**Data to process**
....

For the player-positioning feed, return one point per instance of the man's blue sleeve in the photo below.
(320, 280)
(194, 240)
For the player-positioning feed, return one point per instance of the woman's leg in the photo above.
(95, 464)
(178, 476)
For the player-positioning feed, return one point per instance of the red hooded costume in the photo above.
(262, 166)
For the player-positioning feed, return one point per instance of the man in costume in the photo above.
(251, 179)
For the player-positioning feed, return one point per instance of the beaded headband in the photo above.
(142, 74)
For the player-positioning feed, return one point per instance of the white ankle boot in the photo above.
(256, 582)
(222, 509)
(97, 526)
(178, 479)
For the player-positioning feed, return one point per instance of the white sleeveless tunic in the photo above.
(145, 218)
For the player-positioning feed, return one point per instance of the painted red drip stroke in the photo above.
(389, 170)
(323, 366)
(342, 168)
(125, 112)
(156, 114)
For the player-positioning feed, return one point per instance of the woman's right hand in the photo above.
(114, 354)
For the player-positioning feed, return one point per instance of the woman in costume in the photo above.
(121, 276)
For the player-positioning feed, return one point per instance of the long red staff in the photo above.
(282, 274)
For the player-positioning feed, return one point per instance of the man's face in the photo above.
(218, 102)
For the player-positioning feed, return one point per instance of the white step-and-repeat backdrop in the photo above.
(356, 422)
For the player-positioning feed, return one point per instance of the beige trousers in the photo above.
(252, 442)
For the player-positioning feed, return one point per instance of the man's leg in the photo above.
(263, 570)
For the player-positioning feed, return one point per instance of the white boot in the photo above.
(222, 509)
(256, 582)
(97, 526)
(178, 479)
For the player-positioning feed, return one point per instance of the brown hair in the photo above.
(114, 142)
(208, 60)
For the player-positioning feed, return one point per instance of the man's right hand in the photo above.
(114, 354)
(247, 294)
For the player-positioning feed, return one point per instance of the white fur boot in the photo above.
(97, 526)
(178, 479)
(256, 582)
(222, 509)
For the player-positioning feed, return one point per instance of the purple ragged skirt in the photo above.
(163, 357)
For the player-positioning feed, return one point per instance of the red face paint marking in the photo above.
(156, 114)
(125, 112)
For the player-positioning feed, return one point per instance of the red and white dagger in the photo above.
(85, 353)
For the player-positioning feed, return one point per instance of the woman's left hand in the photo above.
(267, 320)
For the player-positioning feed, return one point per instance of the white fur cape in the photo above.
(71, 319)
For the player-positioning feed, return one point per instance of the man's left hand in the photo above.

....

**Given task**
Transcribe each entry precisely, missing none.

**Result of this exercise**
For the player-positioning feed, return one point per instance of the man's blue sleeve in the photo below.
(320, 280)
(194, 240)
For the player-positioning feed, return one point per instance of the woman's leg in the photo above.
(95, 464)
(178, 476)
For the player-positioning feed, return one point per instance of the red hooded costume in the photo above.
(262, 166)
For the player-positioning feed, return one point per instance of the man in costume in the photo above.
(251, 179)
For the player-positioning feed, return one point per instance of the beaded headband in the photo above.
(142, 74)
For the player-positioning feed, return one point per instance of the white ankle boot in the photo above.
(256, 582)
(222, 509)
(97, 526)
(178, 479)
For the player-positioning feed, return one point per instance of the white sleeveless tunic in the photo above.
(145, 218)
For the player-positioning feed, return one point per instance of the painted red drip stroke in the photo above.
(389, 170)
(323, 366)
(342, 168)
(125, 112)
(156, 114)
For the player-positioning feed, return one point per instance of the woman's right hand in the photo above.
(114, 354)
For the player-positioning feed, return one point per instance of the woman in costume in the photo above.
(121, 276)
For the player-positioning feed, return one point per instance of the long red staff in the photo above.
(282, 274)
For the player-positioning feed, return one point per instance of the man's face in the photo above.
(218, 102)
For the player-positioning feed, return one point per instance of the white step-and-repeat backdrop in the photo above.
(356, 422)
For the player-positioning feed, return one point per instance of the beige trousers in the photo above.
(252, 442)
For the player-positioning feed, return one point per instance of the man's leg in the photo above.
(263, 570)
For the player-positioning feed, return one point per instance of the white boot in the photo above.
(222, 509)
(256, 582)
(97, 526)
(178, 479)
For the player-positioning feed, return one point per instance of the brown hair in the photo above.
(114, 142)
(208, 60)
For the player-positioning feed, return one point per instance of the man's right hand in the photo above.
(114, 354)
(247, 294)
For the player-positioning feed, return one point per instance of the white fur boot in the photo above.
(97, 526)
(178, 479)
(256, 582)
(222, 509)
For the player-positioning feed, return one point per instance of the purple ragged skirt in the photo above.
(163, 357)
For the player-positioning feed, return one point per instance of the red face paint marking in the photo above.
(156, 114)
(125, 112)
For the player-positioning feed, return one point per instance of the red and white dagger in the photo above.
(85, 353)
For the player-positioning feed, return one point per instance of the woman's left hand in the photo above.
(267, 320)
For the player-positioning feed, return one point per instance of the white fur cape in the photo above.
(71, 319)
For the player-positioning feed, return one point per instance of the man's left hand in the photo above.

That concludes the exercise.